#### Zu erledigende Aufgaben
**a.** Gib aus den Einträgen die Zeilen zwischen der Zeile mit „Target = wooden plank“ und der Zeile mit „[(360, 262), (27, 282)]“, beide eingeschlossen, unverändert wieder. Lass die Bilder in deiner Antwort weg.
**b.** Führe den Forumsthread über die Angeltour von Gelting bis Falshöft nach seinem letzten Beitrag weiter.

#### Ausgangstext
##########
# SA. 3.3. Gelting bis Falshöft.



## NOK Angler (26. Februar 2007)

So nun hier zum weiterblödeln für die üblichen Verdächtigen.

und nur so ganz nebenbei die Teilnehemer und Details zu Sa..

Mit dabei :

Torsk_NI samt Kumpel
Torsk1 auch mit Kumpel
Ostseeangle27 und NOK Angler ( Björn ich glaub wir brauchen auch noch ein paar Kumpels|rolleyes )

Treffpunkt Gelting Mole 8.30 Uhr.

P.S.: Für die , die es nicht mitbekommen haben. Dies ist der Weiterführung dieses Threads.


----------



## Torsk_SH (26. Februar 2007)

*AW: SA. 3.3. Gelting bis Falshöft.*

BrabbelBrabbel, SabbelSabbel bin daaaaa :q

Ach ja am Montag geht es dann übrigens auf die KielerFörde


----------



## NOK Angler (26. Februar 2007)

*AW: SA. 3.3. Gelting bis Falshöft.*

Wo slippst du da ? Strande ?


----------



## Torsk_SH (26. Februar 2007)

*AW: SA. 3.3. Gelting bis Falshöft.*

Mal sehen wenn Schilksee wieder frei ist 
lieber da (mehr Platz) ansonsten Strande.


----------



## NOK Angler (26. Februar 2007)

*AW: SA. 3.3. Gelting bis Falshöft.*

wo liegen die slippen so kostentechnisch ?? Ist ja gut zu wissen ,irgendwann wird mein boot ja auch mal fertig.
##########
#### Material der Aufgaben
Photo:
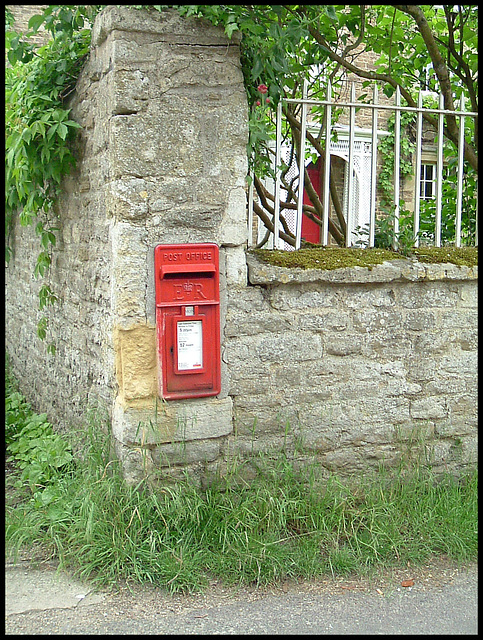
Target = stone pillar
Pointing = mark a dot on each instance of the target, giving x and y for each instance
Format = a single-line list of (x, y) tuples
[(176, 134)]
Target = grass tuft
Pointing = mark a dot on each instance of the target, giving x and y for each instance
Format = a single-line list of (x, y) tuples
[(286, 522)]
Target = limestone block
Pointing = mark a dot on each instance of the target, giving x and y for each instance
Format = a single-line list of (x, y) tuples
[(187, 452), (236, 267), (136, 363), (172, 421), (429, 408)]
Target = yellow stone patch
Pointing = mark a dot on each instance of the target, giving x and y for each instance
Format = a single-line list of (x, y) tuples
[(136, 368)]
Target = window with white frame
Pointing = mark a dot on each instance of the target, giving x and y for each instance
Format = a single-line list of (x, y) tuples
[(427, 182)]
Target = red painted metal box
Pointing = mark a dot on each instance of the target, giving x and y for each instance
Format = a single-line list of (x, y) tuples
[(188, 320)]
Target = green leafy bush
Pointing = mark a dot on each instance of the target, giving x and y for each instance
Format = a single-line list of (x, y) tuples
[(39, 453)]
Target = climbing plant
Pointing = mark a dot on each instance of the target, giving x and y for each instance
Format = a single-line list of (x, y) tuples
[(38, 127)]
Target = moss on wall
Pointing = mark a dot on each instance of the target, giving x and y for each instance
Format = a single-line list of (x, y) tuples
[(327, 258)]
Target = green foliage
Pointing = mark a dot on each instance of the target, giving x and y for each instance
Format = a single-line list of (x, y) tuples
[(41, 454), (39, 130)]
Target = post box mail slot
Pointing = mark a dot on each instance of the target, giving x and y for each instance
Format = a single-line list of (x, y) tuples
[(188, 319)]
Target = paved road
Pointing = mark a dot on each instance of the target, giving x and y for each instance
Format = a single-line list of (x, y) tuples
[(442, 600)]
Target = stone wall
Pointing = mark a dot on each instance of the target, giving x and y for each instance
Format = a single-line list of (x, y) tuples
[(351, 362), (356, 362)]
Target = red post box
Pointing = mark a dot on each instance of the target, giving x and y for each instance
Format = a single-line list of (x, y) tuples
[(188, 319)]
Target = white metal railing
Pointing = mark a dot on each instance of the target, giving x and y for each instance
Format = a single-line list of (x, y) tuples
[(376, 108)]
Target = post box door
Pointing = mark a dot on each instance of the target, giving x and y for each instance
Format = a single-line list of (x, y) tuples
[(188, 320)]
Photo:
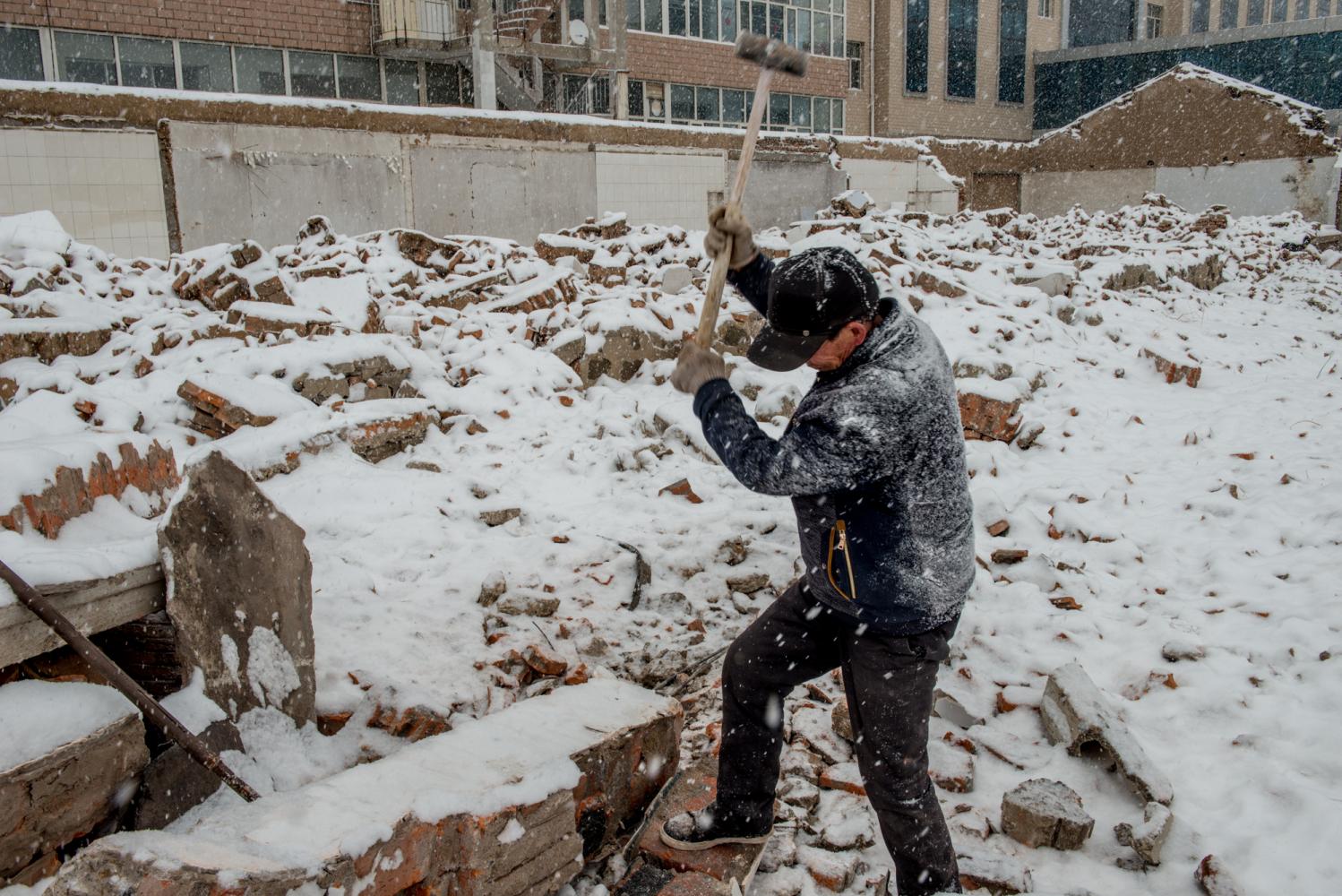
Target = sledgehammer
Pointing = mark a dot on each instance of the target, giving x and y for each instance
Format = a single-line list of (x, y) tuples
[(770, 56)]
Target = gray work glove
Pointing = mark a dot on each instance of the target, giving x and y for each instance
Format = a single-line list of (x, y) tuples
[(697, 366), (725, 221)]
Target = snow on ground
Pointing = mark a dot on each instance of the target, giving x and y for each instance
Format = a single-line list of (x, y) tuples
[(1202, 518)]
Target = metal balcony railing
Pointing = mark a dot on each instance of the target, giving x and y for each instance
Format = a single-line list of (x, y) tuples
[(417, 21)]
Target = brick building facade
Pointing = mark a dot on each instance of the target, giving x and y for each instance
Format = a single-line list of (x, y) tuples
[(865, 77)]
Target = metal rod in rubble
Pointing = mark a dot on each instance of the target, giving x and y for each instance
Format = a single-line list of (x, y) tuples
[(153, 711)]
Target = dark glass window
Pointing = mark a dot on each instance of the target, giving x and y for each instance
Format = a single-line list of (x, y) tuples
[(205, 66), (21, 54), (449, 85), (733, 107), (961, 47), (86, 58), (147, 64), (1011, 47), (259, 70), (312, 74), (1200, 16), (675, 18), (708, 104), (821, 121), (729, 21), (401, 82), (358, 78), (682, 102), (916, 46)]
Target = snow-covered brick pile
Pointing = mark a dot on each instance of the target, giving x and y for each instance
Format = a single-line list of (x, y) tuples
[(69, 760), (485, 809), (544, 501)]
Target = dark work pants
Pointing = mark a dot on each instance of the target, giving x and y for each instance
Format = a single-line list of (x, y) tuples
[(890, 683)]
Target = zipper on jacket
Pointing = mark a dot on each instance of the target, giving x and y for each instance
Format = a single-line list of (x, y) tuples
[(840, 531)]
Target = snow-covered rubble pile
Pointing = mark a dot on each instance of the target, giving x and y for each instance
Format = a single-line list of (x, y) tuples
[(536, 479)]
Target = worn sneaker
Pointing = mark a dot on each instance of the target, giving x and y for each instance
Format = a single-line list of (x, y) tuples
[(709, 828)]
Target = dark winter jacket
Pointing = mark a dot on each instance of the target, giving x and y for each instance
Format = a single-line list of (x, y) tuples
[(873, 461)]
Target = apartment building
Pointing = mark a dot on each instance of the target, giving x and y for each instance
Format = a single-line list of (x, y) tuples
[(1288, 46), (948, 67)]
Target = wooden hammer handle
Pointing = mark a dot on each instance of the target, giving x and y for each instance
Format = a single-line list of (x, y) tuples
[(722, 262)]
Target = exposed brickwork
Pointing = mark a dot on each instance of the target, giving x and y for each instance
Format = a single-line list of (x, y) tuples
[(73, 491), (298, 24), (56, 798)]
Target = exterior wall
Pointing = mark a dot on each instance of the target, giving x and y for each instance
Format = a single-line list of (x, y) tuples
[(264, 183), (1048, 194), (105, 188), (658, 186), (299, 24), (899, 113)]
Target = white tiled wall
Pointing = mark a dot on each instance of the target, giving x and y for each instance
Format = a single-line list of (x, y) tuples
[(105, 186), (665, 188)]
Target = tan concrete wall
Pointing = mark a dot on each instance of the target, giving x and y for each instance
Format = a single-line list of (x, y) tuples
[(1048, 194), (105, 188)]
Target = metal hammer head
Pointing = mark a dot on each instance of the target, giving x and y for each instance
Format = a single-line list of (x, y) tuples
[(770, 53)]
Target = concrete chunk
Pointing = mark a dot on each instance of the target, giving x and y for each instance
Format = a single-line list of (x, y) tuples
[(1077, 715), (1148, 837), (1045, 813)]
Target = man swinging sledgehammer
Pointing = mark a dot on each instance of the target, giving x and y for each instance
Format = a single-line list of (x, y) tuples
[(873, 461)]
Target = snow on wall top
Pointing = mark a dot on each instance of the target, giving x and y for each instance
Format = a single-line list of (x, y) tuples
[(507, 758)]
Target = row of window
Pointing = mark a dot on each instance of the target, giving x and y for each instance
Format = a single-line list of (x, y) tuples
[(216, 67), (1258, 13), (689, 105), (962, 48), (815, 26)]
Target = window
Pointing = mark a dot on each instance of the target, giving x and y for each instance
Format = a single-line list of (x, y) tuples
[(21, 54), (147, 64), (676, 18), (1155, 15), (358, 78), (312, 74), (401, 82), (1200, 16), (733, 107), (1011, 48), (682, 102), (449, 85), (259, 72), (86, 58), (205, 66), (916, 46), (636, 99), (854, 65), (961, 48)]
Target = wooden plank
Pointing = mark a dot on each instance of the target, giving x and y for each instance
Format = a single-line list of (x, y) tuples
[(93, 605)]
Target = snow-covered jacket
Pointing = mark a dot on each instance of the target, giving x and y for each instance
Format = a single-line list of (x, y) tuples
[(873, 461)]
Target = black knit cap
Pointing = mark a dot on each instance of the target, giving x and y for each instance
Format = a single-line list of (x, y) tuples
[(813, 296)]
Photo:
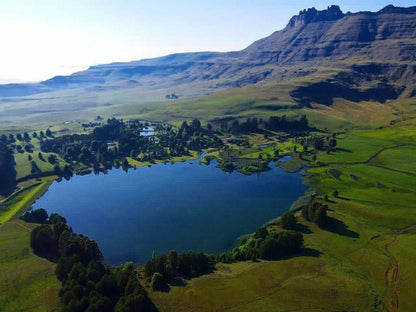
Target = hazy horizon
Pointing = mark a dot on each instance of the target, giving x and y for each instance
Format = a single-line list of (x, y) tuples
[(44, 39)]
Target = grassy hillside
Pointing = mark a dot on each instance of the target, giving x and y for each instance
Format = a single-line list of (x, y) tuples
[(360, 262), (27, 282)]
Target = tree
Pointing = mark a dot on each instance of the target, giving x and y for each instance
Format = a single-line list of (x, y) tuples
[(35, 169), (315, 212), (195, 124), (332, 143), (318, 142), (36, 216), (158, 282), (288, 221), (7, 170)]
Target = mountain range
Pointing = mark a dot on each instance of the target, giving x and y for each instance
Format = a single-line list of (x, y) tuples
[(357, 56)]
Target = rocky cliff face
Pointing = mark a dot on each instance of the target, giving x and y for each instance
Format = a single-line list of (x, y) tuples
[(329, 35), (313, 39)]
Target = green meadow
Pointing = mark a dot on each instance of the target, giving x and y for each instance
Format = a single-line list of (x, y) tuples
[(27, 282), (363, 261)]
##########
#### Antworten in Reihenfolge
**a.**
Target = wooden plank
Pointing = mark a dot on each instance of the target, giving x and y for each instance
Format = a single-line list of (x, y) tuples
[(93, 605)]
Target = snow-covered jacket
Pointing = mark a dot on each instance of the target, giving x and y for each instance
Format = a single-line list of (x, y) tuples
[(873, 461)]
Target = black knit cap
Pointing = mark a dot on each instance of the target, giving x and y for each instance
Format = a single-line list of (x, y) tuples
[(813, 296)]
Photo:
Target = hazy horizon
Pointing = mark a dot on each instance of the target, giving x and y for each instance
Format = a single-line list of (x, y) tuples
[(44, 39)]
Target = grassy hillside
Pointing = mark a dot on each instance of the target, giving x and y for each instance
Format = a single-line list of (x, y) tuples
[(360, 262), (27, 282)]

**b.**
----------



## Torsk_SH (26. Februar 2007)

*AW: SA. 3.3. Gelting bis Falshöft.*

Beide kosten 6€ pro Tag. Im Winter ist keiner da zum abkassieren 
Auf meine Nachfrage per Handy wurde mir gesagt ich soll das Boot 
reinlassen und einen schönen Tag haben :q


----------



## Torsk1 (26. Februar 2007)

*AW: SA. 3.3. Gelting bis Falshöft.*

Slipanlage Strande / Kiel
Betonslip
Nutzung gegen Gebühr (ca10.00 Euro)
Hafenmeister - Tel. 04349/8988

Slipanlage Schilksee
Betonslip
Nutzung gegen Gebühr (ca.8.00 Euro)
Hafenmeister - Tel. 0431/371021


----------



## Torsk_SH (26. Februar 2007)

*AW: SA. 3.3. Gelting bis Falshöft.*



Torsk1 schrieb:


> Slipanlage Strande / Kiel
> Betonslip
> Nutzung gegen Gebühr (ca10.00 Euro)
> Hafenmeister - Tel. 04349/8988
> ...




Negativ Kim 6€ bei beiden. Zahlbar beim Hafenmeister.


----------



## NOK Angler (26. Februar 2007)

*AW: SA. 3.3. Gelting bis Falshöft.*

irgendwie gefällt mir kai's variante besser |rolleyes


----------



## Torsk1 (26. Februar 2007)

*AW: SA. 3.3. Gelting bis Falshöft.*

Ja ne ich hatte es doch nur hierher geholt


----------



## guver (26. Februar 2007)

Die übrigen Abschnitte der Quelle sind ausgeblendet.